• What the task requires: Output the records that follow, keeping every line exactly as it is.
Records shown Start Marker
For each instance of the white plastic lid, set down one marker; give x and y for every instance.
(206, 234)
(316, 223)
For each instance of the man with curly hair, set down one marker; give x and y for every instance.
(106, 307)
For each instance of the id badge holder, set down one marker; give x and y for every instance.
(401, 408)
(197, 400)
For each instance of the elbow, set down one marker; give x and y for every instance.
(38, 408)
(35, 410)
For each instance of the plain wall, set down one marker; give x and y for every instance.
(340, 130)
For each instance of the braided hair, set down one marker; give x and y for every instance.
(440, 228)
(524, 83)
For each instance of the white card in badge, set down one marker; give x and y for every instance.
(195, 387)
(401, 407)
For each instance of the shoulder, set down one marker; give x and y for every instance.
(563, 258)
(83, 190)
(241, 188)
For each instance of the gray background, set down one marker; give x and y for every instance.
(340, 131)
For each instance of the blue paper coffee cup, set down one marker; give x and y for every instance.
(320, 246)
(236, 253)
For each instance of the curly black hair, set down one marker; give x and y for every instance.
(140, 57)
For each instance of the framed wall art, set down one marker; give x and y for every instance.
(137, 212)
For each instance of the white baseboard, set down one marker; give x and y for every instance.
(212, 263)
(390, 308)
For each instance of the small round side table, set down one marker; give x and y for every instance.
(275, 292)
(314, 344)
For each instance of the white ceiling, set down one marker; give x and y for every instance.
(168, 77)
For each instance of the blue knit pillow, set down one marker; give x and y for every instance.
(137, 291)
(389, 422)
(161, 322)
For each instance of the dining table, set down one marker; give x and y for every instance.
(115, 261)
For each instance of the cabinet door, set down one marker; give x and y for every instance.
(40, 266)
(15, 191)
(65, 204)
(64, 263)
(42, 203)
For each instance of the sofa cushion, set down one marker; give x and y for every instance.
Records shown End Marker
• Written answer:
For each instance of the white plastic lid, set down one marker; give x and y for every instance.
(206, 234)
(316, 223)
For each instance of the man with curly hair, set down one marker; give x and y for every instance.
(106, 307)
For each instance of the id badge holder, set down one marker; give x and y for every instance.
(401, 408)
(197, 400)
For each instance of the elbow, set down one marker; give x and y for every instance.
(38, 408)
(35, 410)
For each instance of the plain wall, set down one marker; give x and y for every instance.
(340, 130)
For each instance of the braided hair, set down one marker; give x and y for every instance.
(440, 228)
(524, 83)
For each instance of the white card in badge, set down one marker; give x and y for every instance.
(195, 387)
(401, 407)
For each instance of the shoulder, set down one marker; give x and y for every instance.
(563, 258)
(83, 190)
(241, 188)
For each instance of the gray background, set down one marker; give x and y for every instance.
(340, 131)
For each instance of the blue paper coffee cup, set down one marker; give x and y for every instance.
(320, 246)
(236, 253)
For each instance of the curly black hair, set down one marker; give x and y for every instance.
(140, 57)
For each instance of the framed wall art, set down one marker; give x and y for every instance.
(137, 212)
For each instance of the white baseboard, set down one marker; give x and y for every instance.
(212, 263)
(390, 308)
For each instance of the small round side table, set down one marker; give x and y for every instance.
(275, 292)
(314, 344)
For each instance of the white ceiling, set down one marker; give x and y for every instance.
(168, 77)
For each instance of the blue knit pillow, set down one marker; give x and y for every instance.
(137, 291)
(389, 422)
(161, 322)
For each instance of the dining table, set down one marker; give x and y for every instance.
(115, 261)
For each instance of the cabinet door, set down one marker; give x and y for every instance.
(40, 266)
(15, 191)
(65, 204)
(64, 263)
(42, 203)
For each instance of the sofa cushion, set down one marker; give x and y for every instance.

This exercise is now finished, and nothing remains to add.